═══ Provided passage ═══

Should Mediation become “the cultural norm” and will Alternative Dispute Resolution ‘ADR’ become ‘DR’?
At the recent CIArb Mediation Symposium discussing the role of mediation in society, Lord Justice Briggs advocated that mediation should not be compulsory but ought to become the cultural norm. He said of the role of mediators:
“I regard mediators with limitless admiration for what they achieve, a large measure of incomprehension at the magic they use to achieve their results, and I am determined to do what I can to see that mediation continues its inexorable course to being the primary rather than merely alternative means for the resolution of civil disputes.”
Referring to Stage 2 of the Civil Courts Structure Review, Lord Briggs said that:
I. Mediation was performing a broadly satisfactory role at the higher value end of the civil litigation spectrum, above £200,000. Few high value cases now come to trial without one attempt at mediation (or sometimes more), and in many fields only a very small minority therefore get to trial at all.
II. Mediation was showing signs of success for resolving low value claims up to £10,000.
III. There was a real gap in mediation (or ADR) penetration in relation to the claims in between (£10,000 to £200,000) and particularly in relation to personal injuries (including clinical negligence) cases.

═══ The data ═══

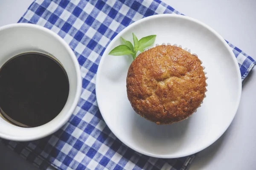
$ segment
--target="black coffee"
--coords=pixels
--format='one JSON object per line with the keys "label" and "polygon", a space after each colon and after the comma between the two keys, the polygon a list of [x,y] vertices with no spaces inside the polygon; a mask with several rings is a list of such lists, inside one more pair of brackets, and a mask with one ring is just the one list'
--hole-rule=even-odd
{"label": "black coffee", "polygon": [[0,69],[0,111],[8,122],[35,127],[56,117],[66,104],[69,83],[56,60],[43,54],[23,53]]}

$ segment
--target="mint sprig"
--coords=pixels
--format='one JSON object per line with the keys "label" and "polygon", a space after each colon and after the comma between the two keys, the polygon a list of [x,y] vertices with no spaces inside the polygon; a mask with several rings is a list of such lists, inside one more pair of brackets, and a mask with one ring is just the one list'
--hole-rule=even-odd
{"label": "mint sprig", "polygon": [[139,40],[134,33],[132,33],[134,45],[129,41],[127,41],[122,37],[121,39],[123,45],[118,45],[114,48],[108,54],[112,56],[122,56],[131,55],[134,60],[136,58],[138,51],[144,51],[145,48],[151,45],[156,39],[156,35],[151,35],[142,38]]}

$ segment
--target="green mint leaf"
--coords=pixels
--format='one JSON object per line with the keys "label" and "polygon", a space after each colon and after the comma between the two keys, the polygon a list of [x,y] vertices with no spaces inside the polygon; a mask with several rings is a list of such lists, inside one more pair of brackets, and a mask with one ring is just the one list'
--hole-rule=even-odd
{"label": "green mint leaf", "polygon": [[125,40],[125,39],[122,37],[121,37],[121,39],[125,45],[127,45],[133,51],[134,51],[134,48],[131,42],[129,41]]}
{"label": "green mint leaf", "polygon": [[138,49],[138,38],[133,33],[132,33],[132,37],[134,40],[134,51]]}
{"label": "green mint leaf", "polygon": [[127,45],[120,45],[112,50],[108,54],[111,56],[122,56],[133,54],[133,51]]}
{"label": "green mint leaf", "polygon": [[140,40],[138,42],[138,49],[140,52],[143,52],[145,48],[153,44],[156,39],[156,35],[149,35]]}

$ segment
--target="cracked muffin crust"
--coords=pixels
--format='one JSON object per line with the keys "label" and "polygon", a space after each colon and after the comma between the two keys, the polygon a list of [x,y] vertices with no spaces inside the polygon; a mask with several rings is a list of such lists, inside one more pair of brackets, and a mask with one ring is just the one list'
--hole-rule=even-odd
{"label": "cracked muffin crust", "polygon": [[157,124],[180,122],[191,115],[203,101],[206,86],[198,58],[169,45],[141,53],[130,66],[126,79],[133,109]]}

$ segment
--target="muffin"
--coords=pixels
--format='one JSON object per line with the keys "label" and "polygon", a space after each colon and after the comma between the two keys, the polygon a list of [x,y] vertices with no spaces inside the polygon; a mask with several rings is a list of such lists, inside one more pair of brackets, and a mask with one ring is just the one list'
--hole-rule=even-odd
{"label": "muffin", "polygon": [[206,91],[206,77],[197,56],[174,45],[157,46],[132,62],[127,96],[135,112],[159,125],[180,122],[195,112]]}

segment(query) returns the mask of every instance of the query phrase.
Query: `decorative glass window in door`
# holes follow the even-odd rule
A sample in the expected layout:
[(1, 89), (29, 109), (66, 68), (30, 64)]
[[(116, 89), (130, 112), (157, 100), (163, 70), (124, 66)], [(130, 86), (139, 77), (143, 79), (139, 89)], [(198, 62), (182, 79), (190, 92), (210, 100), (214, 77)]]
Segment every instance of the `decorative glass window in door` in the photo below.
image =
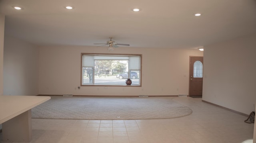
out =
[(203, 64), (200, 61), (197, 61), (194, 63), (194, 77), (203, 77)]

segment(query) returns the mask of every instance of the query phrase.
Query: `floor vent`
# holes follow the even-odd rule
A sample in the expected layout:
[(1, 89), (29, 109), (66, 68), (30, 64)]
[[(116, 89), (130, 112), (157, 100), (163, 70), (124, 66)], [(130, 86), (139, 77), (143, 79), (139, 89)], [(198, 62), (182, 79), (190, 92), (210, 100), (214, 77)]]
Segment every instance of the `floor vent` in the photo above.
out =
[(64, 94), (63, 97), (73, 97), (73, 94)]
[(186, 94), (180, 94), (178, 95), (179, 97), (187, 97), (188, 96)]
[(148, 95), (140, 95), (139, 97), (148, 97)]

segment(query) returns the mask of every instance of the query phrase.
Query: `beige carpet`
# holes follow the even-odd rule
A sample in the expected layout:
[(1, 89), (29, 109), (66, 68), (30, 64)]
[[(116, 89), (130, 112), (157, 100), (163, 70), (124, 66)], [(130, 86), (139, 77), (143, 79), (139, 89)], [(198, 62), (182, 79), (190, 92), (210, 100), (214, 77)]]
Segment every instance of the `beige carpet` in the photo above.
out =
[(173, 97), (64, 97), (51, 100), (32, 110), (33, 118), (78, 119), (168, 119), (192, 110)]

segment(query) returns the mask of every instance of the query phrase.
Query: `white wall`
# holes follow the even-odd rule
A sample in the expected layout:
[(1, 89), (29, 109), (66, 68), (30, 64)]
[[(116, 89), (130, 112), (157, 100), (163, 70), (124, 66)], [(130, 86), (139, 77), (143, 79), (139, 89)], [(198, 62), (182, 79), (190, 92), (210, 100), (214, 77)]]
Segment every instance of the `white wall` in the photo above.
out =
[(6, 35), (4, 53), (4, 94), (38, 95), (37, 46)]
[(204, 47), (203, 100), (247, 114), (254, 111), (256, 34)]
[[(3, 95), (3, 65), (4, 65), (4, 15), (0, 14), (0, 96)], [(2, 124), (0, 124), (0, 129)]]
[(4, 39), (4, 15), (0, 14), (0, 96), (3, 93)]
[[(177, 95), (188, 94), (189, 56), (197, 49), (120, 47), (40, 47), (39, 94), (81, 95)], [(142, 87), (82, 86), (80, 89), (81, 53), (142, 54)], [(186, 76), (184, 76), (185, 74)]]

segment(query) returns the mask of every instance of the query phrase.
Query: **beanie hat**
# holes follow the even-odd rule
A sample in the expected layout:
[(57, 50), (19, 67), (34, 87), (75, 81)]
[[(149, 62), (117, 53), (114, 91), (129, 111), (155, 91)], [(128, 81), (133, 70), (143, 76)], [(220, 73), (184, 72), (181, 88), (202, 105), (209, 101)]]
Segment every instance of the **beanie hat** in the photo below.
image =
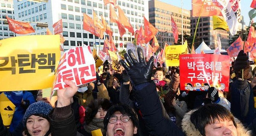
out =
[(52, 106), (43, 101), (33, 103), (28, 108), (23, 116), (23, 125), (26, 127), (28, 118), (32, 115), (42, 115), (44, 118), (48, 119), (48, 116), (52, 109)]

═══
═══ The data ═══

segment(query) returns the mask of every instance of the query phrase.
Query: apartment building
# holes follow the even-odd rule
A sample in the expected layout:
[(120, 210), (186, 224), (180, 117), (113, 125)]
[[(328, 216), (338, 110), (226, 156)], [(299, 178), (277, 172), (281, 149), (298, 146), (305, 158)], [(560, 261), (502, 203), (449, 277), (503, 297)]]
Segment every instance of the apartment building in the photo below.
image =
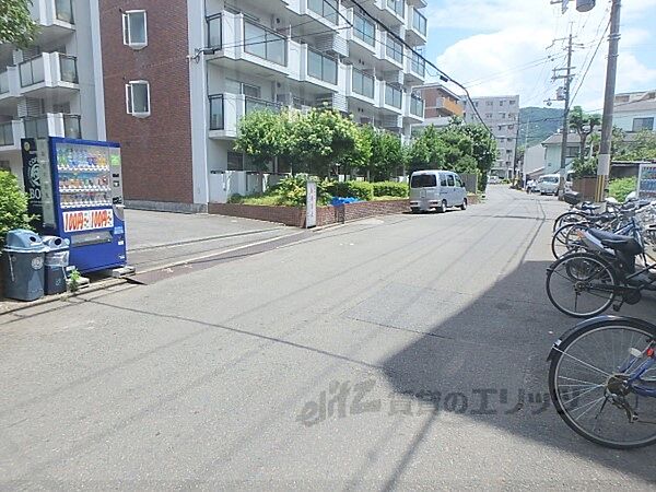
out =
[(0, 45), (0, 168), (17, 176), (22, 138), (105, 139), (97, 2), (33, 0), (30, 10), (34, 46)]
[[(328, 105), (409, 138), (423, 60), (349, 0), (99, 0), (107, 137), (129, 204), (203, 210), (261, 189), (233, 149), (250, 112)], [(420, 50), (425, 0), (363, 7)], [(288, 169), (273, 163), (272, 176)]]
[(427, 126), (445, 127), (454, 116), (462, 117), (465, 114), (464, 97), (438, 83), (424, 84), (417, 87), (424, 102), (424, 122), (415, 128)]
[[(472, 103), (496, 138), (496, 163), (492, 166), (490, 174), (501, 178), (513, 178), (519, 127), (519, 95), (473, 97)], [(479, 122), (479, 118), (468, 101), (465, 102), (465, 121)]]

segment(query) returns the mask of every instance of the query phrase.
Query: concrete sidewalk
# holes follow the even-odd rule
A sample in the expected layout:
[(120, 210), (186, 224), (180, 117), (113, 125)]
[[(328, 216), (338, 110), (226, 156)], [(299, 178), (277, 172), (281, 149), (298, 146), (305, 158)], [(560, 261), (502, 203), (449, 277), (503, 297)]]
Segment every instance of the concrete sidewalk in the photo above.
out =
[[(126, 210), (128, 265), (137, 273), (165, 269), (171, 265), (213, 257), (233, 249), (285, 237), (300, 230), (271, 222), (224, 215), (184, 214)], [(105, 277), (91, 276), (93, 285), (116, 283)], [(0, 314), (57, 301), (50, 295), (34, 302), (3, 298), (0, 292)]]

═══

Carry forward the article on mediation as the cultural norm from the point where it stops. The listing has no role in this.

▶ [Answer below]
IV. Recent sharp rises in court issue fees had led to a rise in pre-issue mediation.
ADR and the Civil Courts
Commenting on the proposal for an online court, Lord Justice Briggs argued that it would have major implications for the relationship between ADR and the civil courts:
“First and foremost, it brings what we still call ADR into the mainstream of civil dispute resolution, by becoming an essential second stage in the court’s process. In short, it seeks to take the ‘A’ out of ADR. That is why I would like to see the new court called a Resolution or Solutions Court, following the lead set by British Columbia.
I do not mean that we plan to make mediation or other resolution processes compulsory. Parties may still say no, but the cultural norm will be to take part. Going to court will be seen as a process aimed at resolution, not just, or even primarily, at trial.”